Point-per-instance localization data:

━━━━━━

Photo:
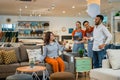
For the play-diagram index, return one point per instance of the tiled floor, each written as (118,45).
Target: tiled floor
(82,76)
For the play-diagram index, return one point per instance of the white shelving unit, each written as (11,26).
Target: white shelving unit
(116,29)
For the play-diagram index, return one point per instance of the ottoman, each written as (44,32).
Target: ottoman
(62,76)
(20,77)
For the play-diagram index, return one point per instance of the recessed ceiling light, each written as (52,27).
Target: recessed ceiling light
(26,6)
(79,13)
(73,6)
(39,15)
(20,9)
(63,11)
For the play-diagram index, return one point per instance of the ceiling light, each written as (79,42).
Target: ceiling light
(26,6)
(53,6)
(39,15)
(73,6)
(20,9)
(79,13)
(63,11)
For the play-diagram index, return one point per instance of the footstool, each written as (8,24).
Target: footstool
(20,77)
(62,76)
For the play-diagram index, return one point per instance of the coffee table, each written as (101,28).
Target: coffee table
(34,71)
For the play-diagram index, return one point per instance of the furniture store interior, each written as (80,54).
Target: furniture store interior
(54,40)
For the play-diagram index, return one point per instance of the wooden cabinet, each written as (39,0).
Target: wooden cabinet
(82,64)
(32,29)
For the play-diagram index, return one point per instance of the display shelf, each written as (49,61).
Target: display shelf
(32,29)
(116,29)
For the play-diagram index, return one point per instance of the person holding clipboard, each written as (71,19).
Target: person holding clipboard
(77,36)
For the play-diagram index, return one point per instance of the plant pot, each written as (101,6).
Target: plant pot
(81,55)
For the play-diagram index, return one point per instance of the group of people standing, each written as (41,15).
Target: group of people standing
(97,38)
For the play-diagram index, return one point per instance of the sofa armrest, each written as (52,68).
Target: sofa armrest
(68,57)
(105,63)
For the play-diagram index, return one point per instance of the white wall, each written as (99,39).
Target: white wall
(56,23)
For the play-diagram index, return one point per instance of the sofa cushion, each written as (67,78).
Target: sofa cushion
(9,56)
(17,51)
(114,58)
(24,55)
(34,54)
(104,74)
(1,58)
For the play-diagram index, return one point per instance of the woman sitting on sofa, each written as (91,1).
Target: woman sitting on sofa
(51,52)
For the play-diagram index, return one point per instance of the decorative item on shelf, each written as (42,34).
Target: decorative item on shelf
(81,52)
(31,63)
(64,29)
(117,14)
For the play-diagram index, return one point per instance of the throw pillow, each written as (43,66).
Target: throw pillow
(9,57)
(1,59)
(34,54)
(114,58)
(24,56)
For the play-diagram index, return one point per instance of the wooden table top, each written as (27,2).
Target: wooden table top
(28,69)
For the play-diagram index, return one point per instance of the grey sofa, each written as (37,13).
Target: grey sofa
(22,60)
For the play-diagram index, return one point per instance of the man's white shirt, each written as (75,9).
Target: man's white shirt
(101,35)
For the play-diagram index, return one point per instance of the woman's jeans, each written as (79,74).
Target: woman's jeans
(76,47)
(98,56)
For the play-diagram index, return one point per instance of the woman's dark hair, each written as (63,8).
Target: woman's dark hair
(47,37)
(78,22)
(101,17)
(85,22)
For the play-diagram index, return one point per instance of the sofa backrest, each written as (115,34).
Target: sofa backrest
(23,52)
(17,51)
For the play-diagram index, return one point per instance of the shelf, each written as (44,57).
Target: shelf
(32,29)
(30,37)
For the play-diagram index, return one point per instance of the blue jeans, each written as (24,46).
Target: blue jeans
(76,47)
(98,56)
(90,51)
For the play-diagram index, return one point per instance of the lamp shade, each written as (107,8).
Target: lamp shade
(93,10)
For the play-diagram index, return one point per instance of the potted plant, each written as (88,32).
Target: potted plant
(81,52)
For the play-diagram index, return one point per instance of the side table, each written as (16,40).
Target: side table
(82,64)
(34,70)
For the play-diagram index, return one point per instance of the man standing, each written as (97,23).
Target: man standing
(101,37)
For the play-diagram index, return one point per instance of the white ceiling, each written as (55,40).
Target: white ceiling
(44,7)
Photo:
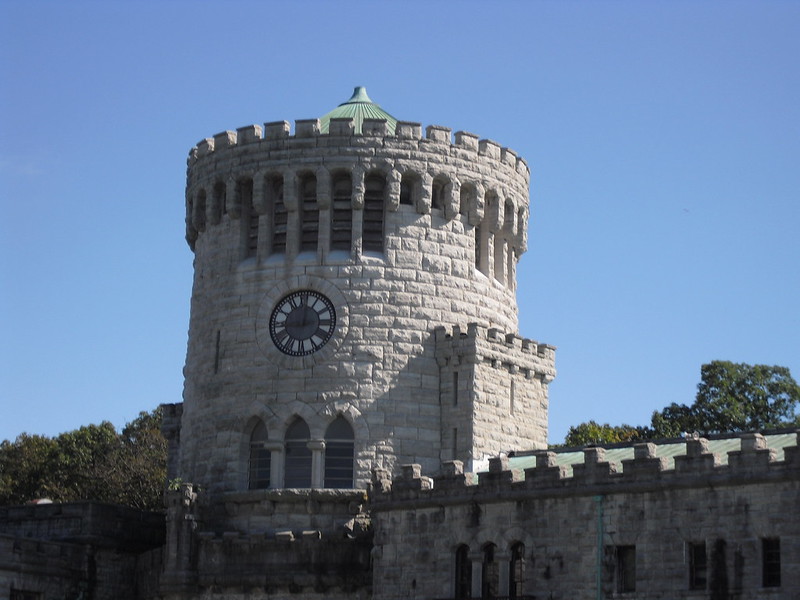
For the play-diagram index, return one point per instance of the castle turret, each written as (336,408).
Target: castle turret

━━━━━━

**Task to carry out:** What is needed is a word-for-word copy of the lines from the start of the data to the line with "written as (44,32).", inclusive, with no pictures in it.

**Answer for the task:**
Photo:
For the play-diagram index, return one point per instance of the tiled floor, each written as (118,45).
Target: tiled floor
(82,76)
For the play-diagram index, return one point per instance of the white shelving unit, each written as (11,26).
Target: white shelving unit
(116,29)
For the play-diagram index, return one point per instance of the ottoman, each written as (44,32).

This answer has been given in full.